SELECTED EXCERPT ▸
______

If you are interested in getting a female and starting your own breeding program, definitely find a fantastic mentor and do a lot of reading. Also, find the best female you possibly can, since she will be the foundation of your kennel.


----------



## gingerkid (Jul 11, 2012)

Let me start by saying: I do not show (I do not even own a purebred dog, technically), but I do have some interest in showing. But I don't really know anything. lol.



> When picking the breed you show, is it good for a beginner to pick a popular breed or a breed that isn't as popular?
> 
> And when you pick out a puppy or a breed, what do you look for in the puppy? What are good questions to ask the breeders and to look for?


I would personally start by picking a breed that you like, that matches your lifestyle and your wants and needs in a dog as a companion, rather than pick a breed based on popularity. I guess with a less popular breed you'd be more likely to win ribbons? There are lots of breeds that are quite similar, so I would also look for a breed that has the best community for me, or rather the community into which I felt I fit the best.

______

GIVEN INSTRUCTION A ▸
Write out the part of the dog-showing thread that opens with the words containing "## gingerkid (Jul" and closes with "know anything. lol.", substituting "mixed-breed dog" for "purebred dog".
The rows that come next have no connection to the dog-showing thread.

______

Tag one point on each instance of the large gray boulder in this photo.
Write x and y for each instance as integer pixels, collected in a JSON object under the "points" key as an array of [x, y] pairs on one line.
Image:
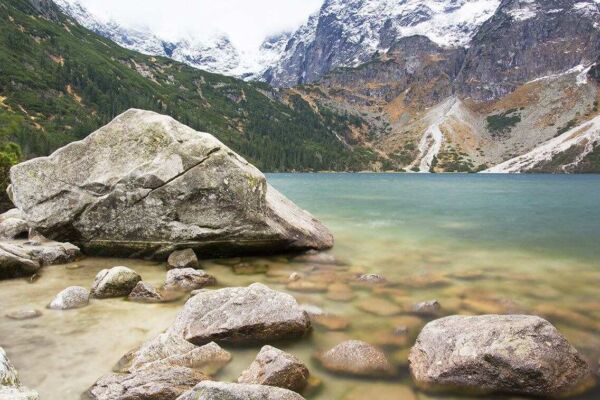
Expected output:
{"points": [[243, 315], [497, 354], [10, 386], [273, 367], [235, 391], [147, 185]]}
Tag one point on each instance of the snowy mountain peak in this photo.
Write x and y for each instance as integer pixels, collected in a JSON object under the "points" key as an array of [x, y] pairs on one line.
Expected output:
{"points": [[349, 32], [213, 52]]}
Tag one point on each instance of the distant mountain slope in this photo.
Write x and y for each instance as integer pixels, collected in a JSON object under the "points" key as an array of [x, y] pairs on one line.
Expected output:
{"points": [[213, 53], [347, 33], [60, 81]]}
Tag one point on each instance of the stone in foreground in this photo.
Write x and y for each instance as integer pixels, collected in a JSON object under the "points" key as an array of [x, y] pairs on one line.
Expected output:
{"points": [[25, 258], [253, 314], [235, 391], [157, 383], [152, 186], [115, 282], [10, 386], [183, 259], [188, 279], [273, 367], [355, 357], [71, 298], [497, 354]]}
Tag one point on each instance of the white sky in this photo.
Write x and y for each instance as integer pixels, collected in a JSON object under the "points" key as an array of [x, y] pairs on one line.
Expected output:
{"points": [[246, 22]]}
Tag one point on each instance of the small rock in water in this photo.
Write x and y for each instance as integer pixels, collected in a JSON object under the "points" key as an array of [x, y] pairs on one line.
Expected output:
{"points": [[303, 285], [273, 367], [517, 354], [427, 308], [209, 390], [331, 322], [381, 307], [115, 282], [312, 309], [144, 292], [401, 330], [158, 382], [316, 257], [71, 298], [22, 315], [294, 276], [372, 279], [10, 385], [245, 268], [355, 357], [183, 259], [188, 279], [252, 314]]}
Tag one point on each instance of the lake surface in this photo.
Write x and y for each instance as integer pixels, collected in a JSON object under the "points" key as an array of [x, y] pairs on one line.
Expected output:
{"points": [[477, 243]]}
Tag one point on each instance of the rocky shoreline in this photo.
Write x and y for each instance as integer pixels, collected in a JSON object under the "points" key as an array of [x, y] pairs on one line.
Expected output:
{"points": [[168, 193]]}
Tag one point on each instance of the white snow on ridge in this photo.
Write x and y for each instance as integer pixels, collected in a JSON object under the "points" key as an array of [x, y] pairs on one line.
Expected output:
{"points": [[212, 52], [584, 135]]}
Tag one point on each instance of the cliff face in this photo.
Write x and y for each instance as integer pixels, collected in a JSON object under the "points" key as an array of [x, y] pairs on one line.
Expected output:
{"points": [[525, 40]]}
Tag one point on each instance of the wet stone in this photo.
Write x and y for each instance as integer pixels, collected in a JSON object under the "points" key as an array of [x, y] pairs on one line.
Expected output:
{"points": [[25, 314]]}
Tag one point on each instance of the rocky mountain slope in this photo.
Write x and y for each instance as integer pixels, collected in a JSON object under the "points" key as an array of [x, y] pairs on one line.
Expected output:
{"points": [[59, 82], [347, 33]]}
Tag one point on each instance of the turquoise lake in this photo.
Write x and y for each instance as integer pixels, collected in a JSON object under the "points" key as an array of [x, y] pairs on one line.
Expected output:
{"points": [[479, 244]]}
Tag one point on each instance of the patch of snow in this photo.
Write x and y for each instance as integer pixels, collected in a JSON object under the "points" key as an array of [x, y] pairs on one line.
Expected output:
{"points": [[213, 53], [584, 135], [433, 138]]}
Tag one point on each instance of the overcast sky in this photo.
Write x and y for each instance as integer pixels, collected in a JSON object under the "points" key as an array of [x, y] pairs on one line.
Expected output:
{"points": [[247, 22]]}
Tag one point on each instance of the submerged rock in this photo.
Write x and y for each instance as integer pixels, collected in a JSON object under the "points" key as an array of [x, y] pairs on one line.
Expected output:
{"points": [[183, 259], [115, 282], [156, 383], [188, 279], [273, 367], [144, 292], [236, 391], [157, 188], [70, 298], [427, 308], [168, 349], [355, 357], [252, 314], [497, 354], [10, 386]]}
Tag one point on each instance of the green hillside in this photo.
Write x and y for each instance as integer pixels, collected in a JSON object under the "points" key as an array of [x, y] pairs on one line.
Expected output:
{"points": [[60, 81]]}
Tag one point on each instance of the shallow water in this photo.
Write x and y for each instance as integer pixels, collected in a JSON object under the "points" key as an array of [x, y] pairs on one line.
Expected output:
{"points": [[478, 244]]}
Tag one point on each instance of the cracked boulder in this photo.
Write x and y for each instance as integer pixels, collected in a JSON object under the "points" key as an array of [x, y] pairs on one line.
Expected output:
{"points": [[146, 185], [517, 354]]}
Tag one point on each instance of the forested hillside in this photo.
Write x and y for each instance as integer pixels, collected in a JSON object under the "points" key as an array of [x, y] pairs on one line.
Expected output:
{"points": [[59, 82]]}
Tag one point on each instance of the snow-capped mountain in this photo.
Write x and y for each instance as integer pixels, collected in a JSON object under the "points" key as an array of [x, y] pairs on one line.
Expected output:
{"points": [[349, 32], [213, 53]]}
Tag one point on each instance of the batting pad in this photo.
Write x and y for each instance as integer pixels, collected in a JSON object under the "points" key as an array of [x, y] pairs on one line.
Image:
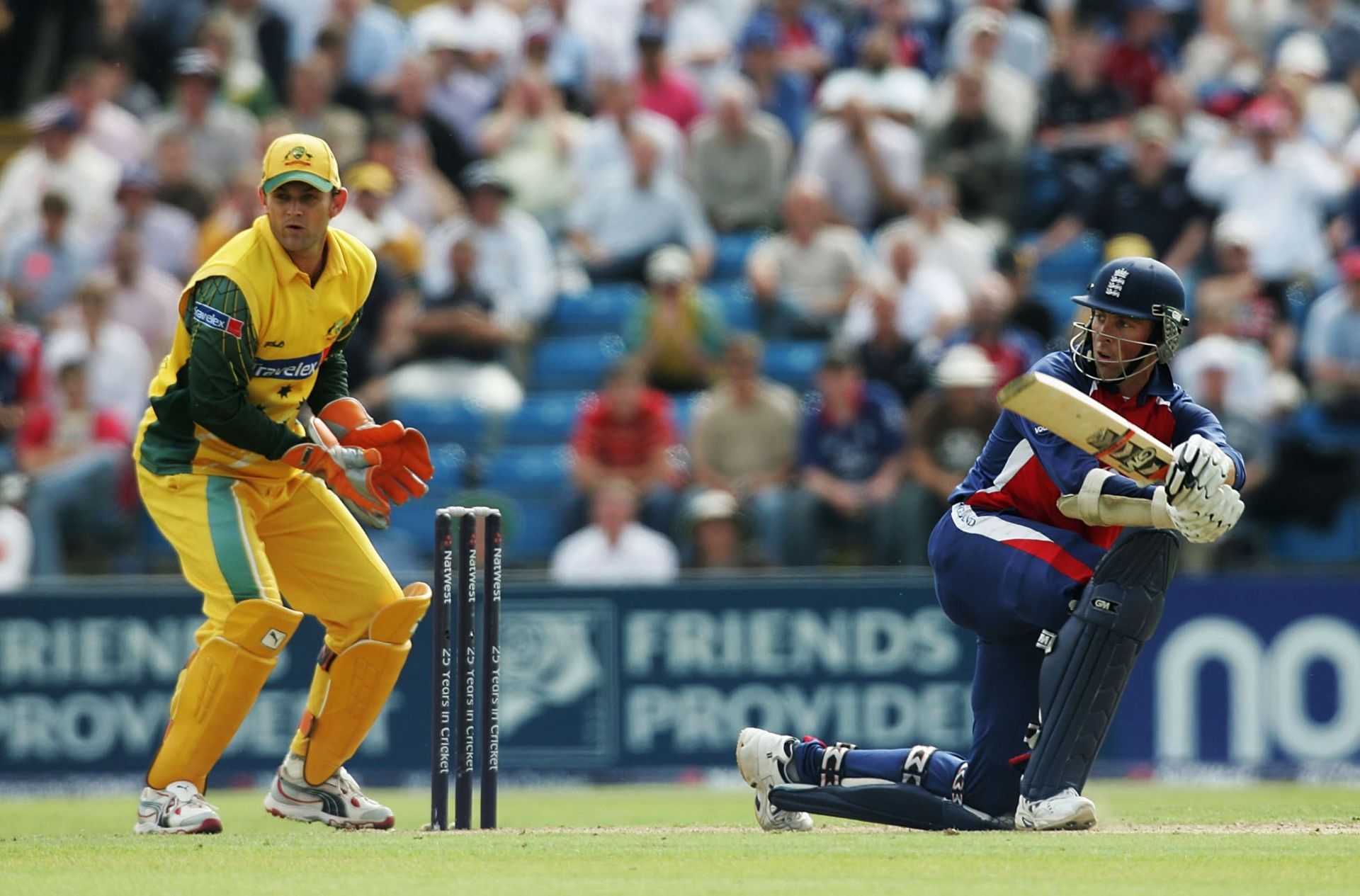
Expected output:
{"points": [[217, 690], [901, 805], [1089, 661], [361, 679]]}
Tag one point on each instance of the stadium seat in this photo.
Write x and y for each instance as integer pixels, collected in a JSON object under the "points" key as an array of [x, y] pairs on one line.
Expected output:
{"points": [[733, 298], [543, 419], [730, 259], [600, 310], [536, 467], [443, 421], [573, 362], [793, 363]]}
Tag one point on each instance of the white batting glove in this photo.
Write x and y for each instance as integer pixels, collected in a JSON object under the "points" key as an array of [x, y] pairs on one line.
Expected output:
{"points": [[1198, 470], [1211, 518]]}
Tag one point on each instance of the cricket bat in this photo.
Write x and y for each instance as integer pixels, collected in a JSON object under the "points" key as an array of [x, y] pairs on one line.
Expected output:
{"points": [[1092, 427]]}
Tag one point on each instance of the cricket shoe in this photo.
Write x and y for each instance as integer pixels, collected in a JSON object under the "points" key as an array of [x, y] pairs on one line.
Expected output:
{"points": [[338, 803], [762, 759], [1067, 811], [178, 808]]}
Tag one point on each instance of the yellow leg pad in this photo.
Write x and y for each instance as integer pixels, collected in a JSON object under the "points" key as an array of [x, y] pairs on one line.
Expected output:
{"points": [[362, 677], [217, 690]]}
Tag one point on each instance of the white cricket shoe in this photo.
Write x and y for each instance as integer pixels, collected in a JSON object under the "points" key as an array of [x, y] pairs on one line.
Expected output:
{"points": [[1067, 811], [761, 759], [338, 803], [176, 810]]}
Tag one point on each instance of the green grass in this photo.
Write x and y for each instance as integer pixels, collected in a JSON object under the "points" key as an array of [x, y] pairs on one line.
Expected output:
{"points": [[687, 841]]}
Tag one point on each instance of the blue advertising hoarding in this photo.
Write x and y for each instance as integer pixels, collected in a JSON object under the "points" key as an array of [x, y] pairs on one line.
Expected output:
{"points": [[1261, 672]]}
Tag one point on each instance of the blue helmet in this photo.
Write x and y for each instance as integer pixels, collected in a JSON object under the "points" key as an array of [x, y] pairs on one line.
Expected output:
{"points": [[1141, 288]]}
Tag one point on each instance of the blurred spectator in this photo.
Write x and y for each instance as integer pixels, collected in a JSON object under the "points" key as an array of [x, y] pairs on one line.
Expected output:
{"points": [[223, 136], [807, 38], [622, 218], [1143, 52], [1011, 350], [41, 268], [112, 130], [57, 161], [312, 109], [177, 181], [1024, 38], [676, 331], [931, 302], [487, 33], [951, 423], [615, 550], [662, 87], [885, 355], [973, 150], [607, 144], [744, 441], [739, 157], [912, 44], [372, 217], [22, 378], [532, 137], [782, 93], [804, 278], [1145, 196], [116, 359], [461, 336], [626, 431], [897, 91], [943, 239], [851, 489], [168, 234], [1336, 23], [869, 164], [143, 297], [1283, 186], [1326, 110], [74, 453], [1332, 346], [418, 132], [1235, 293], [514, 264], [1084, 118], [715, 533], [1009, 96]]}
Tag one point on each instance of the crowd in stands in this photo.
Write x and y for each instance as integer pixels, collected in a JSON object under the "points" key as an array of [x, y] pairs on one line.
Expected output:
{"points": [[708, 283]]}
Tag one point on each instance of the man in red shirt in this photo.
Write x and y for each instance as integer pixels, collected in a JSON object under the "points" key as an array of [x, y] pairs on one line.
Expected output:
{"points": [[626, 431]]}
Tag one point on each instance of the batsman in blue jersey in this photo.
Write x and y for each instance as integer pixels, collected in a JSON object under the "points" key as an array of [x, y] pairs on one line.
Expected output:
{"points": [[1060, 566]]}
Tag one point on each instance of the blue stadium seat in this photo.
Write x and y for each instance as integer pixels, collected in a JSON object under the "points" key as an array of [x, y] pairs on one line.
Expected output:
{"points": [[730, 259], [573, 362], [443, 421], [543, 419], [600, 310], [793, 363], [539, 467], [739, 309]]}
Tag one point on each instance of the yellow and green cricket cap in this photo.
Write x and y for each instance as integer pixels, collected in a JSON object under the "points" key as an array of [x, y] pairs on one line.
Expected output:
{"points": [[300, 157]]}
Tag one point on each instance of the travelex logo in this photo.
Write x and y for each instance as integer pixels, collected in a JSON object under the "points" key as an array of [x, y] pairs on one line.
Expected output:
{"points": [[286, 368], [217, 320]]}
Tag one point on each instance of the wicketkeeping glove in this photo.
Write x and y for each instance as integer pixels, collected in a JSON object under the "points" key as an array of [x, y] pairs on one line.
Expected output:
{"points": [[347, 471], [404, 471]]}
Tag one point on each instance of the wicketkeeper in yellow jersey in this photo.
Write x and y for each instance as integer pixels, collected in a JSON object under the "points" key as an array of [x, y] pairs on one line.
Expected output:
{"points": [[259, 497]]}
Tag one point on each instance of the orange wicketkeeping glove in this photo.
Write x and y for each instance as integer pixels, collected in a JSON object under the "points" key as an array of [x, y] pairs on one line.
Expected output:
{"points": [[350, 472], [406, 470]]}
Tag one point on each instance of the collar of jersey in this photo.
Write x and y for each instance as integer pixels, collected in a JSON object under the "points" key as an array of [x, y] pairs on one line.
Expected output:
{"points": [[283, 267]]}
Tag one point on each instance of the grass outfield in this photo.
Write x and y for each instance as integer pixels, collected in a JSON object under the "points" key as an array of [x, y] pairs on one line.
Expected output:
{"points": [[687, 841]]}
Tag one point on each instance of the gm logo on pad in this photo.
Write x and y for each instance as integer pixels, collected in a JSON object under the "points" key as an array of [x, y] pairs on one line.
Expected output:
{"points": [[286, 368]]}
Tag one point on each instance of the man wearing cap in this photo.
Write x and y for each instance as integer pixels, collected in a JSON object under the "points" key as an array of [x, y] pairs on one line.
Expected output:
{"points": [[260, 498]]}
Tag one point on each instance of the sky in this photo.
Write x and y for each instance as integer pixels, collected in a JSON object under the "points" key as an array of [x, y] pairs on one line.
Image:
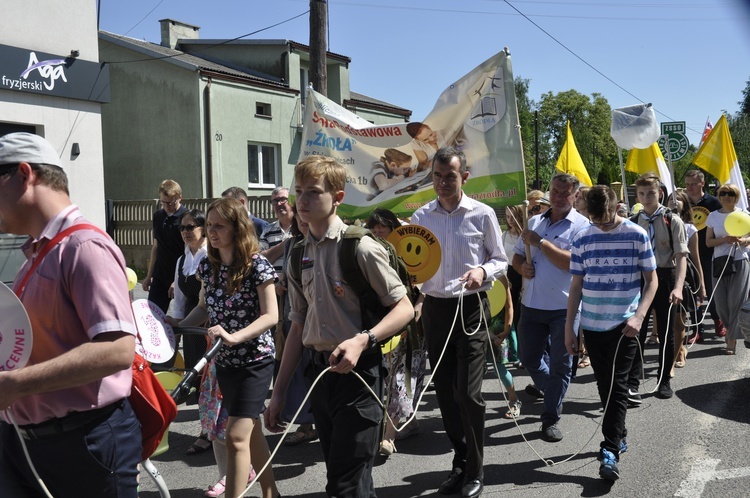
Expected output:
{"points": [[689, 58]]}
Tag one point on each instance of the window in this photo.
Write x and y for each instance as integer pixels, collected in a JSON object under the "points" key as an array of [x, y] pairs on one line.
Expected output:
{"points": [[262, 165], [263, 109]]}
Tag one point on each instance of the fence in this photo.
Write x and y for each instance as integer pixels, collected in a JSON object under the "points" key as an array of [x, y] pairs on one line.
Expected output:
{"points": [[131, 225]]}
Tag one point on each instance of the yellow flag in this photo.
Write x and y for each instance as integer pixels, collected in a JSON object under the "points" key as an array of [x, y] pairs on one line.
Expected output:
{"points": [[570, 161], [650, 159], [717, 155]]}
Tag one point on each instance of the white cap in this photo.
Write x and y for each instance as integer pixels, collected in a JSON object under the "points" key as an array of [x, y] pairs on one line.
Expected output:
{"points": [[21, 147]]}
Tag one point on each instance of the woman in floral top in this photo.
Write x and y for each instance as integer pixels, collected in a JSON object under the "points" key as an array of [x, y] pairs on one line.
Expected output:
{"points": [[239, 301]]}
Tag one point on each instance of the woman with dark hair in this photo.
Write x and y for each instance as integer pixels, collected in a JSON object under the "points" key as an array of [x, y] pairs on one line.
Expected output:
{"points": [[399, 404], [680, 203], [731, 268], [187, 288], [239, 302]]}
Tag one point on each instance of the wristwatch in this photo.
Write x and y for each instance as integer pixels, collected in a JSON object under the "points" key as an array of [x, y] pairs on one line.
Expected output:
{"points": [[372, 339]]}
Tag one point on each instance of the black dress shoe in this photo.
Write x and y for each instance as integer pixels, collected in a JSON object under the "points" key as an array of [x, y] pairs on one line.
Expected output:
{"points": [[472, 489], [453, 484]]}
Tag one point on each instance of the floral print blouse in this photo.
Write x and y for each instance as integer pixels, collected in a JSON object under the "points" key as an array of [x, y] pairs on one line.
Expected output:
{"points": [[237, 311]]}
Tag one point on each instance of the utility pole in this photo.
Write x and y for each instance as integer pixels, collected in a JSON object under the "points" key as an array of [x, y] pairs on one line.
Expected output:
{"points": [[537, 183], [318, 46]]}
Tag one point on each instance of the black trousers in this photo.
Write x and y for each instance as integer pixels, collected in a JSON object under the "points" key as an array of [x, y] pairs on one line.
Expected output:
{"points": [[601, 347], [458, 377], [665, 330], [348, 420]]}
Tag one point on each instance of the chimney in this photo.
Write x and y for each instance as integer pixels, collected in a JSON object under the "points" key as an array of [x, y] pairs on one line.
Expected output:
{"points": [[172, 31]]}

______

GIVEN INSTRUCTION B ▸
List each line of the rows that includes the word "blue".

WORKED ANSWER A ▸
## gingerkid (Jul 11, 2012)

Let me start by saying: I do not show (I do not even own a mixed-breed dog, technically), but I do have some interest in showing. But I don't really know anything. lol.

WORKED ANSWER B ▸
Tag one point on each instance of the blue advertising hoarding in this photo.
Tag one point on each instance of the blue helmet in this photo.
Tag one point on each instance of the batsman in blue jersey in this photo.
Tag one point on each instance of the blue stadium seat in this photo.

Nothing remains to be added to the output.